╭─ Information shown

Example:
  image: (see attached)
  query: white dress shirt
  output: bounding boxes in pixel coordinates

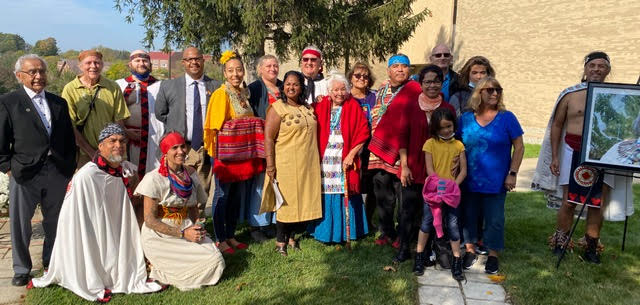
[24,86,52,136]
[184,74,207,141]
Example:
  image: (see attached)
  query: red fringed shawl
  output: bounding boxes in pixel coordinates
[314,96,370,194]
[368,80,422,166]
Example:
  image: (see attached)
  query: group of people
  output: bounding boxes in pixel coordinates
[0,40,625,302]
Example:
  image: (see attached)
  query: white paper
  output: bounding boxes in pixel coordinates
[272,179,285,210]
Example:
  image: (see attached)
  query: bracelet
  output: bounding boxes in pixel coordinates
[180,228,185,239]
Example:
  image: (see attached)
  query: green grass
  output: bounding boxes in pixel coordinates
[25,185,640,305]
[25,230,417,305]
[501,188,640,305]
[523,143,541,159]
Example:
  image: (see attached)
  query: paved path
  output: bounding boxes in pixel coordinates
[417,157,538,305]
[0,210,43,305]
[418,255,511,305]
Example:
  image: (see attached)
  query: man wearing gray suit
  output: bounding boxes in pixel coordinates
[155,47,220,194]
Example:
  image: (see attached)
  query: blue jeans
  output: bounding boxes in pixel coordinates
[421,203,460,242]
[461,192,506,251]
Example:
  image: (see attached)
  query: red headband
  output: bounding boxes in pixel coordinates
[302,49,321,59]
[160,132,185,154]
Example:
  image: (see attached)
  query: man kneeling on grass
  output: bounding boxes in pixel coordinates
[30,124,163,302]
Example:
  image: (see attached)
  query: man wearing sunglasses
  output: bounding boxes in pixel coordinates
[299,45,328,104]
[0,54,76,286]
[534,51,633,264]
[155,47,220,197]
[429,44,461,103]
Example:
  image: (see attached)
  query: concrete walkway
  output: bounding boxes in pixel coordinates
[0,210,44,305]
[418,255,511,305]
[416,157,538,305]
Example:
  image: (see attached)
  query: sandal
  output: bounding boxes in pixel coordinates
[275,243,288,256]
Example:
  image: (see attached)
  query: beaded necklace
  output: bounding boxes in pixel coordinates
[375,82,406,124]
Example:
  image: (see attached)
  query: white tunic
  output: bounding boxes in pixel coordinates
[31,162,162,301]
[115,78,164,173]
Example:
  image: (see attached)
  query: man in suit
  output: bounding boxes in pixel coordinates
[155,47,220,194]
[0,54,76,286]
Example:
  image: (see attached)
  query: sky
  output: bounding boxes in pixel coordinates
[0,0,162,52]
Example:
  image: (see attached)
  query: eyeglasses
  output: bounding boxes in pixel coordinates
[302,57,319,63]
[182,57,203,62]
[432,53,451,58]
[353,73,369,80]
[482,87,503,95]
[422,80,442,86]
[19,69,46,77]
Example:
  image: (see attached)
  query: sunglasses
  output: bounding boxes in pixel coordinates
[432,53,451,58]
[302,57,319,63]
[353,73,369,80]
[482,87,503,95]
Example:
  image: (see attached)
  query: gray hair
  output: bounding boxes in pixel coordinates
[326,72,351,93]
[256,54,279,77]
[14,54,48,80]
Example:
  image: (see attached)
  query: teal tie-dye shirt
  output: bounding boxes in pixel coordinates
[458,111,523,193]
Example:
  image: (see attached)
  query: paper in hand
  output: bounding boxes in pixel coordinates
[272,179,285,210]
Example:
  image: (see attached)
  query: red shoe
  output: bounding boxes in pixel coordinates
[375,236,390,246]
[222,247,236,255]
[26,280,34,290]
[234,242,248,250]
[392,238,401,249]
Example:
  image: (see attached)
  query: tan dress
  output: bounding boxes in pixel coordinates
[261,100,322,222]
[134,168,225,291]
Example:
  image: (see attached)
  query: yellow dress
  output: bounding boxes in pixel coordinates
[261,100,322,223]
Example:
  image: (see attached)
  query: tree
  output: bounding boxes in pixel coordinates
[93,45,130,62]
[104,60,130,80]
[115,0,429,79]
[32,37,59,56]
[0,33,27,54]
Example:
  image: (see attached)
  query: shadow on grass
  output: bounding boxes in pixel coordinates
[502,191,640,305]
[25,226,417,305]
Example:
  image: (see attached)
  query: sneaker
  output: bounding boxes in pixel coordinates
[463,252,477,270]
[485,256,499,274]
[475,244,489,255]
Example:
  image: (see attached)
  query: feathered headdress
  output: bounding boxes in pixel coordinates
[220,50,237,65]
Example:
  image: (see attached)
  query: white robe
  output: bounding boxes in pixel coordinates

╰─

Write out the data again word for word, minus any images.

Example:
  image: (see attached)
  query: white dress shirt
  output: bounding boxes in pixel coordinates

[24,86,52,136]
[184,74,207,141]
Example:
  image: (see attached)
  query: red fringed shawl
  output: bounding boxes in pixel coordinates
[314,96,370,194]
[368,80,422,166]
Example:
  image: (see attached)
  query: group of people
  output: bounding boxes in pixel coordinates
[0,40,625,302]
Example:
  image: (see attached)
  query: white paper
  output: bounding boxes in pixel coordinates
[272,179,285,210]
Example:
  image: (see attached)
  query: bracelet
  output: bounding boxes in pixel coordinates
[180,228,185,239]
Example:
  image: (see attached)
  query: green grass
  output: bounding boxes in pixel coordinates
[25,185,640,305]
[25,230,417,305]
[501,188,640,305]
[523,143,541,159]
Example:
  image: (see attached)
  query: paved path
  output: bounding boxes in pixel coordinates
[417,157,538,305]
[0,210,43,305]
[418,255,511,305]
Example:
  image: (see attached)
  query: man wearing gray suit
  output: bounding boxes in pixel coordinates
[155,47,220,194]
Example:
  image: (see attached)
  query: blue jeans
  output: bounding boxes in pixel coordinates
[421,203,460,242]
[461,192,506,251]
Example:
  image: (see attached)
  query: red headband
  output: bounding boxes in pixel coordinates
[302,49,321,59]
[160,132,185,154]
Example:
  image: (see attached)
  query: man kneeling on grass
  output: bounding boxes in pixel coordinates
[30,124,163,302]
Example:
  image: (see attached)
  query: man wearing sunglasses
  output: bounding boxes in pixel coordinates
[299,45,328,104]
[0,54,76,286]
[534,51,633,264]
[155,47,220,197]
[429,44,461,103]
Example:
  image: (see attached)
  query: concrete walkway
  output: bounding boxes in pixel coordinates
[0,210,44,305]
[418,255,511,305]
[416,157,538,305]
Example:
  image: (see attached)
  query: sandal
  output: bounding boxes in pixel coordinates
[275,243,288,256]
Example:
  image: (see attached)
  query: beaded necklace
  output: bounding boxes in pixel coordinates
[375,82,406,124]
Example:
  image: (see attached)
  query: white tunic
  output: bounding boxes in pixel coordinates
[31,162,162,301]
[115,78,164,173]
Example:
  image: (see attached)
  query: man in suit
  output: bounding boxes in pixel coordinates
[155,47,220,194]
[0,54,76,286]
Example:
  image: (see attached)
  query: sky
  output: bounding boxes in pixel coordinates
[0,0,162,52]
Example:
  image: (see attached)
  query: eyeglasses
  output: bounding boxes in pixel coordinates
[302,57,319,63]
[182,57,203,62]
[432,53,451,58]
[353,73,369,80]
[482,87,503,95]
[422,80,442,86]
[19,69,46,77]
Example:
  image: (see attached)
  query: sunglasses
  output: bounding boxes in pixel coordinates
[432,53,451,58]
[302,57,319,63]
[353,73,369,80]
[482,87,503,95]
Example:
  image: (see attached)
  query: gray hair
  output: bounding boxes in pixel coordinates
[326,72,351,93]
[256,54,279,77]
[14,54,48,80]
Example:
  image: (see attached)
  query: teal tie-dye shirt
  output: bounding boxes in pixel coordinates
[458,111,523,193]
Example:
  image: (see attached)
  query: paper in hand
  output: bounding boxes in pixel coordinates
[272,179,285,210]
Example:
  image: (see attached)
  query: red shoe
  output: bounding boxes in pixel coordinates
[375,236,390,246]
[222,247,236,255]
[26,280,34,290]
[234,242,248,250]
[392,238,401,249]
Example:
  image: (see attached)
  query: tan dress
  output: bounding boxes in pixel coordinates
[261,100,322,222]
[134,168,225,291]
Example:
  image: (see attached)
  query: yellow dress
  output: bounding boxes in pixel coordinates
[261,100,322,223]
Example:
  image: (see attached)
  query: tree
  output: bounding boxes in pixel coordinates
[93,45,130,62]
[104,60,130,80]
[115,0,429,79]
[32,37,59,56]
[0,33,27,54]
Example:
  image: (see attached)
  query: shadow on grass
  output: bounding boxes in pixel coordinates
[502,191,640,305]
[25,226,417,305]
Example:
  image: (see attached)
  query: sneaker
  output: bounding boxes in pixel coordinates
[463,252,477,270]
[485,256,499,274]
[475,244,489,255]
Example:
  image: (see attached)
  query: feathered headdress
  output: bounding boxes in pixel coordinates
[220,50,237,65]
Example:
  image: (see attached)
  query: white robe
  output: bounding boxes in pixel coordinates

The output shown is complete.